What to do → It is required that all of the data be written out exactly.

Pointing dataset records:
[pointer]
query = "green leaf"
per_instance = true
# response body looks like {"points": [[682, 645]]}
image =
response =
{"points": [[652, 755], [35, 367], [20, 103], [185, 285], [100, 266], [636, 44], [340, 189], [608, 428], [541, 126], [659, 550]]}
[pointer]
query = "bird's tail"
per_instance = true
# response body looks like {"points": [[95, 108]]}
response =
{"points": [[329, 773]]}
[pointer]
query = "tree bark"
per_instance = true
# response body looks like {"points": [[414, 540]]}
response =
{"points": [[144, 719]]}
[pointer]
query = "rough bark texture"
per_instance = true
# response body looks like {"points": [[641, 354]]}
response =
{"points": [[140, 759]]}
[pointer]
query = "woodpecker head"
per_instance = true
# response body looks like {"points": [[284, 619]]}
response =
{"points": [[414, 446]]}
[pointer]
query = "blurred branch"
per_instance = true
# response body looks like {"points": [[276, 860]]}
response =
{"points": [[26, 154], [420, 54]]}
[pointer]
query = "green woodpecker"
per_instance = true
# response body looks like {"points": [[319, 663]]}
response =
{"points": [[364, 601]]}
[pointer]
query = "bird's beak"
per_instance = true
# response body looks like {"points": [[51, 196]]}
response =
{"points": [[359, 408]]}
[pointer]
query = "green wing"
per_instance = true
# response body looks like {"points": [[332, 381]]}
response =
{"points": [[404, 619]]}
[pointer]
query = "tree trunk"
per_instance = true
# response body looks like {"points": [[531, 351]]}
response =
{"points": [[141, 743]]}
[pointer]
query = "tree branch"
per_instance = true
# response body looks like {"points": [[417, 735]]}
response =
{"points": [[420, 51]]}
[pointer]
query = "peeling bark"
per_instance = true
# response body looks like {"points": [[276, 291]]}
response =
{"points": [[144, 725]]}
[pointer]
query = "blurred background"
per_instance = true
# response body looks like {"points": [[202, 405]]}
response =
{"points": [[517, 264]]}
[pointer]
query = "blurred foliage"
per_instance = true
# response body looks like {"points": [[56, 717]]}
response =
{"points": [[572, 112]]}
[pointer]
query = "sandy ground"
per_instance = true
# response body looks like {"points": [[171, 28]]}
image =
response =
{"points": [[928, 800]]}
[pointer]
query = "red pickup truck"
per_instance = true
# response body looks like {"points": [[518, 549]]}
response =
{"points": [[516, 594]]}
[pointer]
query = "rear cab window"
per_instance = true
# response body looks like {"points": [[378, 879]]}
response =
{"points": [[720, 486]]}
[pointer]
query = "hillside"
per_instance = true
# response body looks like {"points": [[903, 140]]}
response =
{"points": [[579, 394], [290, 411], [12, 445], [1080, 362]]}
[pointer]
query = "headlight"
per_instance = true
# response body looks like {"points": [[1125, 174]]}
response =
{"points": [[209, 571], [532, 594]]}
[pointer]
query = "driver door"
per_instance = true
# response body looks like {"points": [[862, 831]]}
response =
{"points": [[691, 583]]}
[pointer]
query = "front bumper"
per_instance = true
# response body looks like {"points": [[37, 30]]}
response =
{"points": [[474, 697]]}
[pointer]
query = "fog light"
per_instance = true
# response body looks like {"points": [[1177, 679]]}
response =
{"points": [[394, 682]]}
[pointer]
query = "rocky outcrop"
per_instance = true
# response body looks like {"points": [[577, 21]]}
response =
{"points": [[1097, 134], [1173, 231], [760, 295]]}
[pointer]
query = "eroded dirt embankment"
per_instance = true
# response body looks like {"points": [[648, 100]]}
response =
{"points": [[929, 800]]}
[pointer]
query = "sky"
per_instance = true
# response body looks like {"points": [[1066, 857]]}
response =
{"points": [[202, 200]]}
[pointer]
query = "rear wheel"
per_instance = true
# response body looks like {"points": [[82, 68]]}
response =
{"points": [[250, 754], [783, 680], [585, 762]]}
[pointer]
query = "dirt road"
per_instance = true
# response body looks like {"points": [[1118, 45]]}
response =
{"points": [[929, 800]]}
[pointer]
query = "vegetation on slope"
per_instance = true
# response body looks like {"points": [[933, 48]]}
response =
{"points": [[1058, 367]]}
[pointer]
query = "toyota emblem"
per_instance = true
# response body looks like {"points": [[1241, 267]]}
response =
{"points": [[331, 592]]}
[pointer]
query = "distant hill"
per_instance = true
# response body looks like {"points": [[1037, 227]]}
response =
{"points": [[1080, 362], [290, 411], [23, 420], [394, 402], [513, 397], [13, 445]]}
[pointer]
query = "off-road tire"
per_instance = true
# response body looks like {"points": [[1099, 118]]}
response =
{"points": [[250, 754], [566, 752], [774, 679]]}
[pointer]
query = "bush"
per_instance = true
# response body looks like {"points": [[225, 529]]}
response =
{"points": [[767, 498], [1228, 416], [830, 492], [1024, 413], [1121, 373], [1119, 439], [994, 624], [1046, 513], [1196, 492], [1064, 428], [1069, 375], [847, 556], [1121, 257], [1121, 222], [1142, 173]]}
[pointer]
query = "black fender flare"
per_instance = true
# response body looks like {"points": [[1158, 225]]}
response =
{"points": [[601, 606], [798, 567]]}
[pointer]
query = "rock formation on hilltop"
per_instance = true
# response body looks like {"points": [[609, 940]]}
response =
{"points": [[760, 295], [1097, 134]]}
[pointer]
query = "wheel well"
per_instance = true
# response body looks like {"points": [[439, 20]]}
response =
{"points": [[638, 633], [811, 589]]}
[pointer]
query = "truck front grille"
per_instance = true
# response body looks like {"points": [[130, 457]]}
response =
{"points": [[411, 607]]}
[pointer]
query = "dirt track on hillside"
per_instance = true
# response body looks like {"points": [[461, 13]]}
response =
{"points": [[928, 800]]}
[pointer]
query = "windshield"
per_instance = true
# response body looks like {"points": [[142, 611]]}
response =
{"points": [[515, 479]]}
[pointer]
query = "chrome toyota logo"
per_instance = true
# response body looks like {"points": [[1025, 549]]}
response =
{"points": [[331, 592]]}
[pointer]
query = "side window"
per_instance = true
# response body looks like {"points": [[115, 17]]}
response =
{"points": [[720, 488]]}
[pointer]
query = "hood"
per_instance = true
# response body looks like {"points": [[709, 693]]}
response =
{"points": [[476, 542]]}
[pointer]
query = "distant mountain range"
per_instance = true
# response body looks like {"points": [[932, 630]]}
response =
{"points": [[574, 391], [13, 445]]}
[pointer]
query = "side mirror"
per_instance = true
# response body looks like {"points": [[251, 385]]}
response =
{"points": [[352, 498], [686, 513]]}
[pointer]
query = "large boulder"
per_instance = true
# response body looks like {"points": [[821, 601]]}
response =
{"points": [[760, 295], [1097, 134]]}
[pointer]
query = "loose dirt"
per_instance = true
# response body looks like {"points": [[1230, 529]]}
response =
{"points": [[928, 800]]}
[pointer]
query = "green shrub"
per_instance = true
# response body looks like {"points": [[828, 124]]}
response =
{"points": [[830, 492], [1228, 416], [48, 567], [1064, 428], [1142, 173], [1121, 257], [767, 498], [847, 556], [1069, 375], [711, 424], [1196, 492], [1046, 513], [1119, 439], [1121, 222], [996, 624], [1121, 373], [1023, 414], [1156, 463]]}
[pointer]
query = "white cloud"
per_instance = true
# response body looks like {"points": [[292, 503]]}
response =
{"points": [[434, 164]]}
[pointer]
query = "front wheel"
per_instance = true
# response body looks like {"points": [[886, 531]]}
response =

Complete answer →
[pointer]
query = "green leaf"
per_instance = true
# response body looks like {"points": [[682, 645]]}
image =
response =
{"points": [[652, 755], [35, 367], [20, 103], [185, 285], [100, 266], [636, 44], [340, 189], [608, 428], [541, 126], [659, 550]]}
[pointer]
query = "bird's tail"
per_instance = true
# response body looks like {"points": [[95, 108]]}
response =
{"points": [[329, 773]]}
[pointer]
query = "tree bark"
per_instance = true
# response body looks like {"points": [[414, 540]]}
response =
{"points": [[144, 719]]}
[pointer]
query = "rough bark texture"
per_instance = true
# response body looks like {"points": [[641, 354]]}
response =
{"points": [[140, 759]]}
[pointer]
query = "woodpecker head"
per_instance = true
# response body looks like {"points": [[284, 619]]}
response =
{"points": [[414, 446]]}
[pointer]
query = "blurred branch"
per_instance = true
# response body looks like {"points": [[276, 860]]}
response =
{"points": [[26, 154], [420, 54]]}
[pointer]
query = "green woodpecker"
per_instance = true
# response body looks like {"points": [[319, 663]]}
response =
{"points": [[364, 601]]}
[pointer]
query = "bird's beak"
per_instance = true
# response body looks like {"points": [[51, 196]]}
response =
{"points": [[359, 408]]}
[pointer]
query = "green wing"
per_instance = true
# response body looks like {"points": [[332, 381]]}
response =
{"points": [[404, 619]]}
[pointer]
query = "tree trunk"
per_instance = true
# response body looks like {"points": [[531, 351]]}
response =
{"points": [[141, 743]]}
[pointer]
query = "tree branch"
per_instance = true
# response body looks like {"points": [[417, 735]]}
response =
{"points": [[420, 51]]}
[pointer]
query = "peeling bark"
per_instance = true
# response body looks like {"points": [[276, 291]]}
response =
{"points": [[144, 725]]}
[pointer]
query = "blurred background"
per_instance = true
# response body looks like {"points": [[202, 405]]}
response =
{"points": [[517, 264]]}
[pointer]
query = "blurred foliage"
per_instance = true
# response body looks like {"points": [[56, 717]]}
response =
{"points": [[572, 112]]}
[pointer]
query = "sandy ground"
per_instance = true
# response body looks like {"points": [[171, 28]]}
image =
response =
{"points": [[928, 800]]}
[pointer]
query = "red pickup truck"
per_instance = true
# response body looks like {"points": [[518, 549]]}
response =
{"points": [[516, 594]]}
[pointer]
query = "rear cab window"
per_instance = true
# response body looks like {"points": [[378, 879]]}
response =
{"points": [[720, 486]]}
[pointer]
query = "hillside"
per_instance = true
# response body looks like {"points": [[903, 140]]}
response =
{"points": [[579, 394], [290, 411], [12, 445], [1080, 362]]}
[pointer]
query = "headlight"
per_instance = true
# response body looks like {"points": [[1125, 174]]}
response =
{"points": [[209, 571], [532, 594]]}
[pointer]
query = "driver door"
per_instance = true
# response body looks like {"points": [[862, 831]]}
response =
{"points": [[691, 583]]}
[pointer]
query = "front bumper"
per_instance = true
# response body looks like {"points": [[37, 30]]}
response =
{"points": [[474, 697]]}
[pointer]
query = "fog light"
per_instance = true
# response body looks like {"points": [[1177, 679]]}
response =
{"points": [[394, 682]]}
[pointer]
query = "rocky outcrop"
per_instance = true
# response body looks like {"points": [[577, 21]]}
response =
{"points": [[1097, 134], [1173, 231], [760, 295]]}
[pointer]
query = "eroded dirt embankment"
per_instance = true
# response body looks like {"points": [[648, 100]]}
response =
{"points": [[929, 800]]}
[pointer]
query = "sky"
per_instance = true
# response body looks like {"points": [[1066, 857]]}
response =
{"points": [[202, 200]]}
[pointer]
query = "rear wheel"
per_instance = true
# response body looks like {"points": [[82, 68]]}
response =
{"points": [[250, 754], [783, 680], [585, 762]]}
[pointer]
query = "dirt road"
per_instance = true
# response body looks like {"points": [[1118, 45]]}
response =
{"points": [[929, 800]]}
[pointer]
query = "vegetation on slope"
per_instance = true
# response body looks like {"points": [[933, 48]]}
response =
{"points": [[1058, 367]]}
[pointer]
query = "toyota emblem"
per_instance = true
# response body looks like {"points": [[1241, 267]]}
response =
{"points": [[331, 592]]}
[pointer]
query = "distant hill"
per_instance = true
# response body looks like {"points": [[1037, 227]]}
response =
{"points": [[1080, 362], [290, 411], [23, 420], [394, 402], [513, 397], [13, 445]]}
[pointer]
query = "off-road tire"
per_instance = true
# response body looks like {"points": [[1099, 118]]}
response =
{"points": [[250, 754], [566, 752], [774, 679]]}
[pointer]
query = "bush"
per_instance = true
# response body looks like {"points": [[225, 529]]}
response =
{"points": [[767, 498], [1228, 416], [830, 492], [1024, 413], [1121, 373], [1119, 439], [994, 624], [1046, 513], [1196, 492], [1064, 428], [1069, 375], [847, 556], [1121, 257], [1121, 222], [1142, 173]]}
[pointer]
query = "black fender flare"
per_instance = true
# response body looks like {"points": [[1158, 225]]}
response =
{"points": [[601, 606], [798, 567]]}
[pointer]
query = "rock formation on hilltop"
per_instance = true
# response body looks like {"points": [[609, 940]]}
response =
{"points": [[760, 295], [1097, 134]]}
[pointer]
query = "wheel well"
per_instance = true
# response body looks like {"points": [[439, 20]]}
response =
{"points": [[638, 633], [811, 589]]}
[pointer]
query = "truck front grille"
per_instance = true
# response body looks like {"points": [[130, 457]]}
response =
{"points": [[411, 607]]}
[pointer]
query = "dirt track on hillside"
per_instance = true
# response body looks like {"points": [[461, 13]]}
response =
{"points": [[928, 800]]}
[pointer]
query = "windshield"
per_instance = true
# response body looks like {"points": [[142, 611]]}
response =
{"points": [[515, 479]]}
[pointer]
query = "chrome toyota logo"
per_instance = true
# response body looks like {"points": [[1025, 549]]}
response =
{"points": [[331, 592]]}
[pointer]
query = "side window"
per_instance = true
# response body looks like {"points": [[115, 17]]}
response =
{"points": [[720, 488]]}
[pointer]
query = "hood"
per_instance = true
# response body looks like {"points": [[709, 693]]}
response =
{"points": [[476, 542]]}
[pointer]
query = "distant mountain range"
per_instance = true
# response body looks like {"points": [[932, 630]]}
response =
{"points": [[574, 391], [13, 445]]}
[pointer]
query = "side mirror"
per_instance = true
# response body looks like {"points": [[251, 385]]}
response =
{"points": [[352, 498], [686, 513]]}
[pointer]
query = "large boulder"
per_instance = true
# response body looks like {"points": [[821, 601]]}
response =
{"points": [[760, 295], [1097, 134]]}
[pointer]
query = "loose dirt"
per_instance = true
# response body looks like {"points": [[1230, 529]]}
response =
{"points": [[928, 800]]}
[pointer]
query = "green shrub"
per_instance = true
# response body looks like {"points": [[828, 124]]}
response =
{"points": [[830, 492], [1228, 416], [48, 567], [1064, 428], [1142, 173], [1121, 257], [767, 498], [847, 556], [1069, 375], [711, 424], [1196, 492], [1046, 513], [1119, 439], [1121, 222], [996, 624], [1121, 373], [1023, 414], [1156, 463]]}
[pointer]
query = "white cloud"
per_instance = true
# response body looks like {"points": [[292, 503]]}
response =
{"points": [[434, 164]]}
[pointer]
query = "front wheel"
per_instance = true
# response body looks like {"points": [[886, 531]]}
response =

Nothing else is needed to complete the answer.